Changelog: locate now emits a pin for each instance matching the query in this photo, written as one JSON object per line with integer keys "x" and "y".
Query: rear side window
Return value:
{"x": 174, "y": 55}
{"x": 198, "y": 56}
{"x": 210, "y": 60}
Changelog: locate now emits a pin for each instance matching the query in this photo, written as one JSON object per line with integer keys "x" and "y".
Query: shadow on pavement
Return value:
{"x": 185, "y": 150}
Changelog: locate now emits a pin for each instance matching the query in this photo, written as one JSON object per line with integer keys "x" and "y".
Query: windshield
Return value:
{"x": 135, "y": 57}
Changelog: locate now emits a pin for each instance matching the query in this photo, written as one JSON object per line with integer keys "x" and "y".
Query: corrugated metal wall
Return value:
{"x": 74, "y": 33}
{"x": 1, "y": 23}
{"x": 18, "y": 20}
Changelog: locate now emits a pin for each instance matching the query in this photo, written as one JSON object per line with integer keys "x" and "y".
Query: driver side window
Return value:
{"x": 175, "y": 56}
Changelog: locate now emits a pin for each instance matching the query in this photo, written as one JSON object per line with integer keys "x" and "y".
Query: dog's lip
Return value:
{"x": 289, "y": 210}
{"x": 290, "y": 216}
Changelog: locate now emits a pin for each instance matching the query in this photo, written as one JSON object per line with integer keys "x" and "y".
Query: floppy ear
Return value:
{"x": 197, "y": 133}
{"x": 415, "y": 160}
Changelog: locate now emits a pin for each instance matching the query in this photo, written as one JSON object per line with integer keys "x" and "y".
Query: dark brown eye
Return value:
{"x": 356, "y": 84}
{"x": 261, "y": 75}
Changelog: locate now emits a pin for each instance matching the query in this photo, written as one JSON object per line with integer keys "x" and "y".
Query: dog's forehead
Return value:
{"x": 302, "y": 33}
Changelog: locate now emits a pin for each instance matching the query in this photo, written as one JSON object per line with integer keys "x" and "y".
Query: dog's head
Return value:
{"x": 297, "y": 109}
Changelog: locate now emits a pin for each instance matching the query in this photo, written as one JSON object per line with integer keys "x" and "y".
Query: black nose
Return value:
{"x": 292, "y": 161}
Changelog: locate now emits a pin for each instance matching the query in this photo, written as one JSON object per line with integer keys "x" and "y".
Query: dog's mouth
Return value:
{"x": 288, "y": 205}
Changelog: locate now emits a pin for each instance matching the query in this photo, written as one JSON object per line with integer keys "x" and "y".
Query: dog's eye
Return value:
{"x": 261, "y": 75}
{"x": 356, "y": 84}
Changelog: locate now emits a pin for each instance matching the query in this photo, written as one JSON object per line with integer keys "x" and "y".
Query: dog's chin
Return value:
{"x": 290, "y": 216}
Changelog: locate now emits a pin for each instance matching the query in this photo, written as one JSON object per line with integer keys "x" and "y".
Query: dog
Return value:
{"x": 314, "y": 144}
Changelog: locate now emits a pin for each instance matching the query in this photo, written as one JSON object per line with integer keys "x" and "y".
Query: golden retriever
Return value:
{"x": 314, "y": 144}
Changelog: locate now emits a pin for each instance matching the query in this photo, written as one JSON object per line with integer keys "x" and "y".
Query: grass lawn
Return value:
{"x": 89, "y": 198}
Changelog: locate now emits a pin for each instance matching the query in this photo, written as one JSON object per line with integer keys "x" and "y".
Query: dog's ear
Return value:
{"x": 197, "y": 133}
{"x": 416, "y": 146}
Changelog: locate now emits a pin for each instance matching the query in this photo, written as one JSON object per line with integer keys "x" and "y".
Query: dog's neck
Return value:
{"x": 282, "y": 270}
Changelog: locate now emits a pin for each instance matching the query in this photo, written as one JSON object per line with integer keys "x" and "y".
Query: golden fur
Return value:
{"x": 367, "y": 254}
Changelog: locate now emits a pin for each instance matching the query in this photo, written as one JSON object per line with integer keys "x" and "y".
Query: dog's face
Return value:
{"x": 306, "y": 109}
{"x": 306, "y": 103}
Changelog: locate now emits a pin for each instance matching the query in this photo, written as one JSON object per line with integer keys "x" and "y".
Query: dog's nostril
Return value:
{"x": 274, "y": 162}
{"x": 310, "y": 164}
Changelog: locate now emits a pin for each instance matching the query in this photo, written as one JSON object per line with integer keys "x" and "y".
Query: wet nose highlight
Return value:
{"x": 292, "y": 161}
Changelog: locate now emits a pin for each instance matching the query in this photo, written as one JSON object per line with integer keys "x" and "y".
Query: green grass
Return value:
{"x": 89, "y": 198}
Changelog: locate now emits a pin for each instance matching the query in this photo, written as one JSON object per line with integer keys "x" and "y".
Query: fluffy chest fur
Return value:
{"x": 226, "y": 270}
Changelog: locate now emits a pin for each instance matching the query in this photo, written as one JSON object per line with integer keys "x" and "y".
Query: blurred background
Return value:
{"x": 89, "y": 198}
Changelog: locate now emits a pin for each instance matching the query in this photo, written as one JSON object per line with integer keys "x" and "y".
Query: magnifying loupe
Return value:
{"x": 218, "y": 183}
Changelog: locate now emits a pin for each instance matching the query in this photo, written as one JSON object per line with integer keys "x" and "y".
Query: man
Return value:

_ _ _ _

* **What you have to do**
Copy out the full listing above. Keep every word as it is.

* **Exercise output**
Changelog: locate now emits a pin for each instance matching the query in this photo, written as one JSON object per line with integer keys "x" and "y".
Query: rear side window
Return value:
{"x": 174, "y": 55}
{"x": 198, "y": 56}
{"x": 210, "y": 60}
Changelog: locate now emits a pin for each instance matching the query in this photo, written as one JSON object per line with integer keys "x" and "y".
Query: shadow on pavement
Return value:
{"x": 185, "y": 150}
Changelog: locate now emits a pin for each instance matching the query in this photo, written as one JSON object per line with integer keys "x" and "y".
Query: windshield
Return value:
{"x": 135, "y": 57}
Changelog: locate now emits a pin for each instance matching the query in this photo, written as one JSON object per line with integer keys "x" and "y".
Query: corrugated metal wall
Return value:
{"x": 74, "y": 33}
{"x": 1, "y": 23}
{"x": 18, "y": 20}
Changelog: locate now emits a pin for each instance matching the query in this photo, written as one JSON object per line with integer keys "x" and "y".
Query: driver side window
Return value:
{"x": 175, "y": 56}
Changelog: locate now emits a pin for each instance matching the query in this photo, written as one JSON object per line with integer keys "x" and "y".
Query: dog's lip
Return value:
{"x": 289, "y": 210}
{"x": 290, "y": 216}
Changelog: locate now emits a pin for each instance matching the query in this photo, written as one JSON object per line with integer keys "x" and "y".
Query: floppy ear
Return value:
{"x": 197, "y": 133}
{"x": 415, "y": 160}
Changelog: locate now emits a pin for each instance matching the query in this photo, written as one JSON object per line with integer keys "x" and "y".
Query: dark brown eye
Return value:
{"x": 356, "y": 84}
{"x": 261, "y": 75}
Changelog: locate now emits a pin for each instance matching the query in this photo, written as one JSON object per line with integer keys "x" and "y".
Query: dog's forehead
Return value:
{"x": 302, "y": 33}
Changelog: locate now emits a pin for each instance matching the query in this photo, written as one JSON object per line with integer keys "x" and "y".
Query: dog's head
Return value:
{"x": 297, "y": 109}
Changelog: locate now emits a pin for each instance matching the query in this photo, written as one JSON object per line with integer keys "x" and "y".
Query: black nose
Return value:
{"x": 292, "y": 161}
Changelog: locate now emits a pin for each instance matching the query in this photo, written as one JSON object per line with integer keys "x" and "y".
Query: dog's mouth
Return value:
{"x": 288, "y": 205}
Changelog: locate now emits a pin for each instance matching the query in this photo, written as one JSON object per line with integer keys "x" and "y".
Query: dog's eye
Return value:
{"x": 261, "y": 75}
{"x": 356, "y": 84}
Changelog: locate now emits a pin for each instance matching the query in this photo, written as one JSON object per line with integer keys "x" and "y".
Query: dog's chin
Return value:
{"x": 290, "y": 216}
Changelog: locate now emits a pin for each instance matching the query in this photo, written as one JSON object per line with integer keys "x" and "y".
Query: dog
Return value:
{"x": 314, "y": 144}
Changelog: locate now emits a pin for each instance matching the query in this photo, written as one JSON object per line with integer keys "x" and "y".
Query: golden retriever
Return value:
{"x": 314, "y": 144}
Changelog: locate now emits a pin for each instance matching the query in this photo, written as one JSON object per line with integer keys "x" and "y".
Query: grass lawn
Return value:
{"x": 89, "y": 198}
Changelog: locate now emits a pin for each instance matching the query in this photo, written as one JSON object per line with integer keys "x" and "y".
Query: dog's ear
Return value:
{"x": 197, "y": 133}
{"x": 416, "y": 146}
Changelog: locate now emits a pin for each instance matching the query in this photo, written as one JSON object per line with integer keys "x" and "y".
Query: dog's neck
Return value:
{"x": 282, "y": 270}
Changelog: locate now emits a pin for each instance matching the query in this photo, written as one JSON object per line with integer keys "x" and "y".
Query: golden fur
Return value:
{"x": 367, "y": 254}
Changelog: locate now emits a pin for each instance matching the query in this photo, written as one JSON object per line with integer keys "x" and "y".
Query: dog's face
Return value:
{"x": 306, "y": 109}
{"x": 306, "y": 103}
Changelog: locate now emits a pin for each instance matching the query in this photo, written as one JSON object per line with integer keys "x" and "y".
Query: dog's nostril
Return value:
{"x": 274, "y": 162}
{"x": 310, "y": 164}
Changelog: locate now emits a pin for each instance matching the query in this photo, written as one JSON object per line with integer keys "x" and "y".
Query: wet nose highlight
Return value:
{"x": 292, "y": 161}
Changelog: locate now emits a pin for each instance matching the query in this photo, written as one JSON object per line with integer keys "x" and "y".
Query: green grass
Return value:
{"x": 89, "y": 198}
Changelog: locate now emits a pin for each instance matching the query in this photo, written as one JSON object per line with integer keys "x" and "y".
Query: fluffy chest fur
Return value:
{"x": 226, "y": 270}
Changelog: locate now emits a pin for each instance matching the query in this photo, written as one JSON object per line with integer keys "x" and "y".
Query: blurred background
Return value:
{"x": 89, "y": 198}
Changelog: locate now emits a pin for each instance matching the query in this photo, written as one JSON object per line with integer keys "x" and "y".
Query: magnifying loupe
Return value:
{"x": 218, "y": 183}
Changelog: locate now emits a pin for each instance matching the query in this photo, written as one JSON object per line with integer keys "x" and "y".
Query: man
Return value:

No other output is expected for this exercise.